### Task directions
From the interview-method text below, list each question in the first outline the writer kept in mind before conducting the interviews.

### Quoted text
::::
I based my interview method roughly on the interview method outlined in Holtblatt’s Rapid Contextual Design book, which I was also reading for this month’s UX book club. Unfortunately, the book describes an interview method that’s suited more for researching existing corporate processes, which didn’t quite fit the work I was doing – understanding a completely new domain for which there wasn’t an existing application for. Thus, I focused the interview strategy on understanding the subject area – shared ownership.

Here’s an outline of the questions I roughly had in my head (I didn’t prepare a script, because I wanted it to be more open and conversational):

  • How did you get into car sharing?
  • What motivated you to do it?
  • Can you explain the process of what’s involved? (activities)
  • What tools/devices/media did you use/consume in your tasks and activities?
  • Can you tell me the various social aspects about the whole thing, if any?

Actually, this is a pretty bad list of questions. When I was going through the data, I realized that I had missed out some very important questions, like -

  • were there any problems you experienced in any way? how? why?
  • can you explain to me in detail (about a particular activity)?
  • how often did you schedule the use of a car? why?
  • asking questions about the user’s technical abilities and expectations
  • a storyline of a typical scenario of a common activity
  • what did you enjoy most about using the service? why?
::::
Extracted data entries

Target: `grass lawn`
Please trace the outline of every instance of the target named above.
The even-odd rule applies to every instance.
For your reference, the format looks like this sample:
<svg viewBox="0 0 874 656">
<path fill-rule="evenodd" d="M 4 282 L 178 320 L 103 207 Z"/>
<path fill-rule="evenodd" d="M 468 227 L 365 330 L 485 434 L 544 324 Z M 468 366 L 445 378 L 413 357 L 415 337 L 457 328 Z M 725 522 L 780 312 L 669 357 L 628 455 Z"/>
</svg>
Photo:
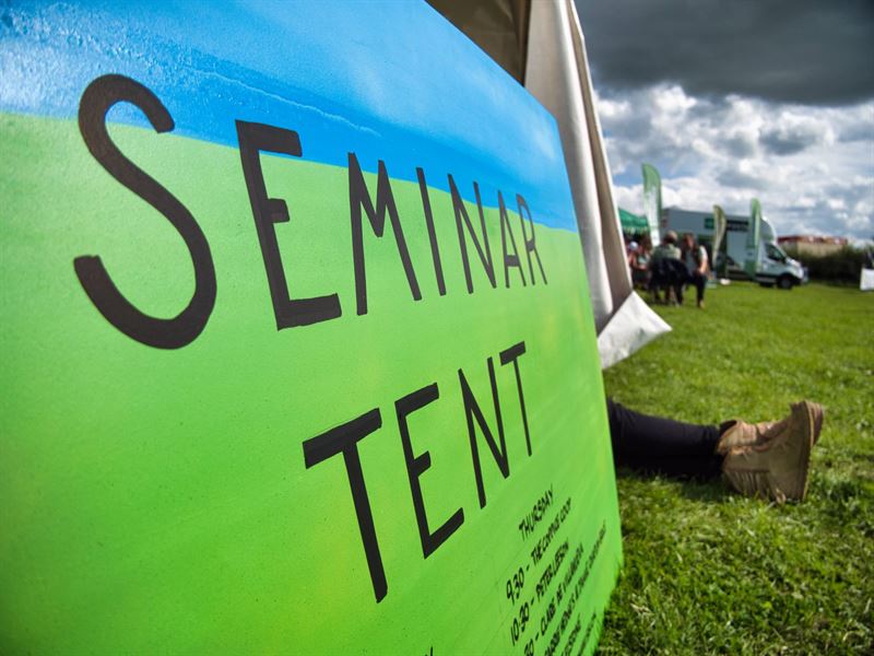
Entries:
<svg viewBox="0 0 874 656">
<path fill-rule="evenodd" d="M 619 472 L 600 653 L 874 654 L 874 293 L 732 283 L 657 311 L 673 332 L 605 372 L 616 400 L 718 423 L 808 398 L 826 421 L 801 504 Z"/>
</svg>

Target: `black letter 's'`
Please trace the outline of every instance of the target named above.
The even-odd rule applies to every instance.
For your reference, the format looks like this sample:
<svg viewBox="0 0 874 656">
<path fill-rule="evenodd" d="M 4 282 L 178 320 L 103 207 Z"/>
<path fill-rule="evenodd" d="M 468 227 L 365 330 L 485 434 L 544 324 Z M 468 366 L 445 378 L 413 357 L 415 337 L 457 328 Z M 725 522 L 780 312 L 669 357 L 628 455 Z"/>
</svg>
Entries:
<svg viewBox="0 0 874 656">
<path fill-rule="evenodd" d="M 167 108 L 149 89 L 123 75 L 103 75 L 88 84 L 79 103 L 79 130 L 88 151 L 106 171 L 173 224 L 185 241 L 194 267 L 194 294 L 172 319 L 157 319 L 137 309 L 109 278 L 98 256 L 73 260 L 79 282 L 113 326 L 157 349 L 179 349 L 197 339 L 215 305 L 215 268 L 206 237 L 191 212 L 169 191 L 118 150 L 106 129 L 106 113 L 116 103 L 131 103 L 145 114 L 158 133 L 175 127 Z"/>
<path fill-rule="evenodd" d="M 379 554 L 379 542 L 376 539 L 374 514 L 370 511 L 370 501 L 367 499 L 367 488 L 364 484 L 358 442 L 381 425 L 382 418 L 379 409 L 374 408 L 343 425 L 304 442 L 304 464 L 307 469 L 332 456 L 343 454 L 349 485 L 352 490 L 352 501 L 355 504 L 355 515 L 358 518 L 358 530 L 362 534 L 364 553 L 367 557 L 367 567 L 370 570 L 370 581 L 374 584 L 377 604 L 386 596 L 389 586 L 386 582 L 386 571 L 382 567 L 382 557 Z"/>
<path fill-rule="evenodd" d="M 282 256 L 274 227 L 275 223 L 288 221 L 288 207 L 281 198 L 267 197 L 264 174 L 261 169 L 261 152 L 283 153 L 299 157 L 302 150 L 297 132 L 245 120 L 236 122 L 239 159 L 243 163 L 246 188 L 249 191 L 249 203 L 252 206 L 261 255 L 264 258 L 270 297 L 273 301 L 273 315 L 276 318 L 276 330 L 335 319 L 342 312 L 340 297 L 336 294 L 314 296 L 312 298 L 291 298 L 288 296 L 288 283 L 282 268 Z"/>
<path fill-rule="evenodd" d="M 428 558 L 446 539 L 451 536 L 464 522 L 464 511 L 457 509 L 447 522 L 434 532 L 428 529 L 428 518 L 425 515 L 425 502 L 422 499 L 422 483 L 418 480 L 430 467 L 430 454 L 423 452 L 420 456 L 413 455 L 413 444 L 410 440 L 410 426 L 406 418 L 430 403 L 440 396 L 437 384 L 432 383 L 427 387 L 417 389 L 406 395 L 394 403 L 398 413 L 398 426 L 401 430 L 401 444 L 403 445 L 403 457 L 406 460 L 406 473 L 410 477 L 410 492 L 413 494 L 413 508 L 416 513 L 416 524 L 418 525 L 418 537 L 422 539 L 422 554 Z"/>
</svg>

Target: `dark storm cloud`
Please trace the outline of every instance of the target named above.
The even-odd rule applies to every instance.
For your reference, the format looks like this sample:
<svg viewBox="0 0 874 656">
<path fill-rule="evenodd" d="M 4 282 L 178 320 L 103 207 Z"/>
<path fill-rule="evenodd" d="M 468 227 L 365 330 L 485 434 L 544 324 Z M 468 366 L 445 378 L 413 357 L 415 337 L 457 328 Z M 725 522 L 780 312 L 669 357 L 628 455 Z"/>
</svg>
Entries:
::::
### Expected answer
- How did you get into car sharing?
- What motivated you to do it?
- Can you explain the process of what's involved? (activities)
- What tools/devices/media did you use/consume in your tasks and activities?
- Can you tell me the various social aspects about the whole thing, if any?